-- Records for this exercise --

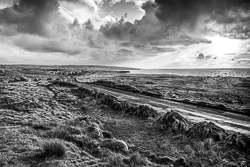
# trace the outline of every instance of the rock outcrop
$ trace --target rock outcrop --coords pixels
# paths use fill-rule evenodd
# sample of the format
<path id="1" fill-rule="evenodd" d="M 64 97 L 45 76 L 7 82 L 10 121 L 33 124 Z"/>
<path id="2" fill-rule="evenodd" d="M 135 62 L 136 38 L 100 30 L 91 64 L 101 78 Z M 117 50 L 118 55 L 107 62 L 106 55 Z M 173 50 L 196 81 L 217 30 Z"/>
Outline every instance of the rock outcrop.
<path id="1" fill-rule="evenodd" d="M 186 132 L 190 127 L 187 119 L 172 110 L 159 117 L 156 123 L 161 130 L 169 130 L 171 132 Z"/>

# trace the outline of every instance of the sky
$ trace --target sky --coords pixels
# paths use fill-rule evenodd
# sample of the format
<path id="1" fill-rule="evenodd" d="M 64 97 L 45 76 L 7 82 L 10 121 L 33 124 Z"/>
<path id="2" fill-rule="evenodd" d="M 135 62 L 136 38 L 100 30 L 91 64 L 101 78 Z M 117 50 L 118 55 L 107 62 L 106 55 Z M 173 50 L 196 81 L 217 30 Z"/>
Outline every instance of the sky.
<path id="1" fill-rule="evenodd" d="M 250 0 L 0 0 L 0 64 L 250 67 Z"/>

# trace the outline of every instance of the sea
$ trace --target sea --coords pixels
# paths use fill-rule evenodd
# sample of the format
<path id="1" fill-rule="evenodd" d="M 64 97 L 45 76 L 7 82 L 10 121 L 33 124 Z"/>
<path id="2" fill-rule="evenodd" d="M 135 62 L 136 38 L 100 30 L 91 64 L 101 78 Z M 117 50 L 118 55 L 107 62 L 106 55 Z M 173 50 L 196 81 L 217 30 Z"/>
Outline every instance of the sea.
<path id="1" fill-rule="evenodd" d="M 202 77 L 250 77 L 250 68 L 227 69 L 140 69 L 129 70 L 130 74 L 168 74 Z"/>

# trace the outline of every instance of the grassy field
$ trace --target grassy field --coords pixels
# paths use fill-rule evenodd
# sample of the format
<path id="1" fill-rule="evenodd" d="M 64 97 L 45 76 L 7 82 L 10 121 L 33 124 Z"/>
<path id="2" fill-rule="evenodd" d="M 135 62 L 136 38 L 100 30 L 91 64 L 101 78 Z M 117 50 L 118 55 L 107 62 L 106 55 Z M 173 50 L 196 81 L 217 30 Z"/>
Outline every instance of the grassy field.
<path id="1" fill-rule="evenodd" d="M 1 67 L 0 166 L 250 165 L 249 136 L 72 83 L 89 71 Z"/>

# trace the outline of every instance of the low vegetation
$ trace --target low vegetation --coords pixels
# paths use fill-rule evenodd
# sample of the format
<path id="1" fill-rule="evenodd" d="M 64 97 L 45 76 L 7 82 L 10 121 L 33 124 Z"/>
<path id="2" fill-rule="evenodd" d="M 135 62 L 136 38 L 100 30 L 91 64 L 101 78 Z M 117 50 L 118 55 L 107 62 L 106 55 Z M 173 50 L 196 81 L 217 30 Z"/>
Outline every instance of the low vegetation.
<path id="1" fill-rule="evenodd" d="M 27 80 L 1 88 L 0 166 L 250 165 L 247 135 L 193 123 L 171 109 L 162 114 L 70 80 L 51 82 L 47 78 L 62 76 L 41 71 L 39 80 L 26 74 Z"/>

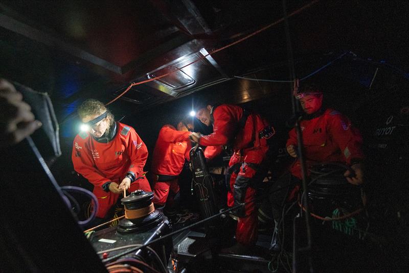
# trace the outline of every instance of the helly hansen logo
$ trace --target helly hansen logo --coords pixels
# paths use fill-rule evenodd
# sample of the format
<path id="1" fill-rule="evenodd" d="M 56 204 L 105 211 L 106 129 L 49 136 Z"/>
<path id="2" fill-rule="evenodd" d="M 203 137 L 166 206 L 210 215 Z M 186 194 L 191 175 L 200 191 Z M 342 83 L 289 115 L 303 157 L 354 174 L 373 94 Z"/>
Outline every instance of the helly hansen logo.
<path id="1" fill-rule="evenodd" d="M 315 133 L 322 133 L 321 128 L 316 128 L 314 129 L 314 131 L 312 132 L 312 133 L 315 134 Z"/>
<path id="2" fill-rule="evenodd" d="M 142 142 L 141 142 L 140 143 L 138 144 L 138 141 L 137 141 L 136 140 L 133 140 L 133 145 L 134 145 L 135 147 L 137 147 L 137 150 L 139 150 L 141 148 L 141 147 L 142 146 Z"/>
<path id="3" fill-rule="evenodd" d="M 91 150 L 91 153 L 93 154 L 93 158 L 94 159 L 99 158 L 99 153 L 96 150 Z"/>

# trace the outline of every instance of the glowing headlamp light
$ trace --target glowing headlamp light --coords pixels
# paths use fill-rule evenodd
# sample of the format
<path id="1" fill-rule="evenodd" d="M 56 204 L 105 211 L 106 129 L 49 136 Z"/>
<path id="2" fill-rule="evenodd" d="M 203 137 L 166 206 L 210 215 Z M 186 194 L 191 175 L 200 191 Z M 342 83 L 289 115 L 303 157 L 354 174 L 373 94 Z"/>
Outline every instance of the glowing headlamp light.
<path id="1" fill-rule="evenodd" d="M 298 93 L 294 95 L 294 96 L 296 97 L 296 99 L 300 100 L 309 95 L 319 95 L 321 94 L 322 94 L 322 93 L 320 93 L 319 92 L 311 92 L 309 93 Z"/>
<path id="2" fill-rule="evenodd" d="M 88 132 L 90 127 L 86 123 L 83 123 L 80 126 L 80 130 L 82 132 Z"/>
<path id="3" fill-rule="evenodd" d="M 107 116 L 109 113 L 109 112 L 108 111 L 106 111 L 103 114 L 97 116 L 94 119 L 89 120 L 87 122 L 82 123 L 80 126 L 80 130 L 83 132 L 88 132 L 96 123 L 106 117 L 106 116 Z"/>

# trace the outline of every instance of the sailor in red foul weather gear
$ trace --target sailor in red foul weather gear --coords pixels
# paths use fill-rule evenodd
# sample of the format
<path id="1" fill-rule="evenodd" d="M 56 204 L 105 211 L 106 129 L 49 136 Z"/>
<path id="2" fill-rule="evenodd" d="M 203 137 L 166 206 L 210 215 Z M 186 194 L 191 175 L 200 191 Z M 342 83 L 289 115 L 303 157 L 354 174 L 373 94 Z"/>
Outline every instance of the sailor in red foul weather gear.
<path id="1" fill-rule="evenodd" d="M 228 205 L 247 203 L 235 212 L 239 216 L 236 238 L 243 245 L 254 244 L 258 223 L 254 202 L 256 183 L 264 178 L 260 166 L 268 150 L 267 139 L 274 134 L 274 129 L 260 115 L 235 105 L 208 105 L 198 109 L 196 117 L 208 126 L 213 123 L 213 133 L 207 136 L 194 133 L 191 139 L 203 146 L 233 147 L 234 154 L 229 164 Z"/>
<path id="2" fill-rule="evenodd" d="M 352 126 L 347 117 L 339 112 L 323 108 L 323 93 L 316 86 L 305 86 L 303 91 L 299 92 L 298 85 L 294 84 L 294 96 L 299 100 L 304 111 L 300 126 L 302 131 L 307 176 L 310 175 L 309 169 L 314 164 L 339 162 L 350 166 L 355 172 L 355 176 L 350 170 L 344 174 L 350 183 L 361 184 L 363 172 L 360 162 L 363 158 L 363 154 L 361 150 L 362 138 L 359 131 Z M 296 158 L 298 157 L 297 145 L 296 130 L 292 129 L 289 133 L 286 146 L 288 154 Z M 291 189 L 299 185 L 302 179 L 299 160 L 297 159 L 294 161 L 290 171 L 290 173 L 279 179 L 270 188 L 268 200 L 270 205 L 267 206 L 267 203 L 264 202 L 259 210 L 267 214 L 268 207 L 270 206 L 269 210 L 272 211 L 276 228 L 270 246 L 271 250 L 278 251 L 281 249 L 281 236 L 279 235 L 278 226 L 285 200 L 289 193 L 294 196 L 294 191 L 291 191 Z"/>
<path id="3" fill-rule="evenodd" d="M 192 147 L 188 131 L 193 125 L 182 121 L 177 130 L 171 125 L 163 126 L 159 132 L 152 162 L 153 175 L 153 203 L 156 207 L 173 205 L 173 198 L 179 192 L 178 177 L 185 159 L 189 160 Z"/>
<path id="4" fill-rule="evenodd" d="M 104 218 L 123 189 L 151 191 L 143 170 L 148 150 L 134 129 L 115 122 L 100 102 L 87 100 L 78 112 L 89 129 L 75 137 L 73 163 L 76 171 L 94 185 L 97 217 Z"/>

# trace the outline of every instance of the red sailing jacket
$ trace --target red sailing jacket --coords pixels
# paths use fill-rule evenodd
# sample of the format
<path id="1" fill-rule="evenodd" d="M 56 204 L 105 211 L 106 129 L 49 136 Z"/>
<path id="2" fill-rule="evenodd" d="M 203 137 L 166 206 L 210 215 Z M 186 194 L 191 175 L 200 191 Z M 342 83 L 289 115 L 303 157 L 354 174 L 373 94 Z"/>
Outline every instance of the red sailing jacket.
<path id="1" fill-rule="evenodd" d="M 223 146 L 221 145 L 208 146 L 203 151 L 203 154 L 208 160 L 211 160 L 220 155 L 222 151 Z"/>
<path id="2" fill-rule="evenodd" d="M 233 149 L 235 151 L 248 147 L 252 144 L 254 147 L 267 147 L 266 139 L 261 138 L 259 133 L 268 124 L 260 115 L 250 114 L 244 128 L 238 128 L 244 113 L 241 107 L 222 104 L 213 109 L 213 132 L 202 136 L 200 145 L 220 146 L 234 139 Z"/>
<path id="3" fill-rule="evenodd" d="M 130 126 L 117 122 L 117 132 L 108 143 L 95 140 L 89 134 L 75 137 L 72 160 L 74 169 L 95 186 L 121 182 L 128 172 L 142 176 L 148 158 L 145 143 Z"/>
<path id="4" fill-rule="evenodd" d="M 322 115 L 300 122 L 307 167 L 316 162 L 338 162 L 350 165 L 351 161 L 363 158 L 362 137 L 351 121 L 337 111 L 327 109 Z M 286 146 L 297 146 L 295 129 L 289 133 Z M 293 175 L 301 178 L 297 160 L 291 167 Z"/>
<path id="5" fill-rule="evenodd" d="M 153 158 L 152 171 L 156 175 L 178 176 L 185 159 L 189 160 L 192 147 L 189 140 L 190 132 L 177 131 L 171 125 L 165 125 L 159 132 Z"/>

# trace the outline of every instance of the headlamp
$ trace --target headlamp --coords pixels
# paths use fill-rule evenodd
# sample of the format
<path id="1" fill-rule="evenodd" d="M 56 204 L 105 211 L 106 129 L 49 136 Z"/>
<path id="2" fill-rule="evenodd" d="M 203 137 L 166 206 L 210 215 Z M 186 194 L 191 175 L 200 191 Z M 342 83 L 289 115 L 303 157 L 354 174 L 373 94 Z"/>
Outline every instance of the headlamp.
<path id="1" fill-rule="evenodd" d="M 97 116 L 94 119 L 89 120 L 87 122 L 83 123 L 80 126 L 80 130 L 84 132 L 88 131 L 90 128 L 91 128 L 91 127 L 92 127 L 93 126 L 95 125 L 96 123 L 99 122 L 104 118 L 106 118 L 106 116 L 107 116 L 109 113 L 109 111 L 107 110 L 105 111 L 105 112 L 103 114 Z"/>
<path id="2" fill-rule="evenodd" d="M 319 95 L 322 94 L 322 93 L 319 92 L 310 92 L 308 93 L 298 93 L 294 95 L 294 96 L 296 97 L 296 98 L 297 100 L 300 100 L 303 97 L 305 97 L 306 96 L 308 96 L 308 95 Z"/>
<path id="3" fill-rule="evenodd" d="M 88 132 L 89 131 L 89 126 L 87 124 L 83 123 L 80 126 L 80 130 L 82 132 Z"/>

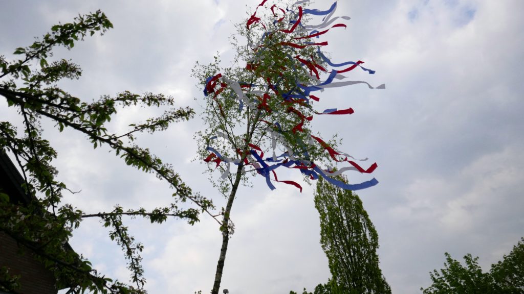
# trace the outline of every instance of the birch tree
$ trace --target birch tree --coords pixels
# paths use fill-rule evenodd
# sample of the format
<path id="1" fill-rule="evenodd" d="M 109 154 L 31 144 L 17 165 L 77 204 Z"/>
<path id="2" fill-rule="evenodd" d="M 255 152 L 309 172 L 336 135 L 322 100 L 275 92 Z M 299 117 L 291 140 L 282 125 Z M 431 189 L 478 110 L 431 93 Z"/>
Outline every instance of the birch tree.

-- Directions --
How many lines in the items above contain the string "weather"? Case counts. Reply with the number alone.

-- Expected output --
3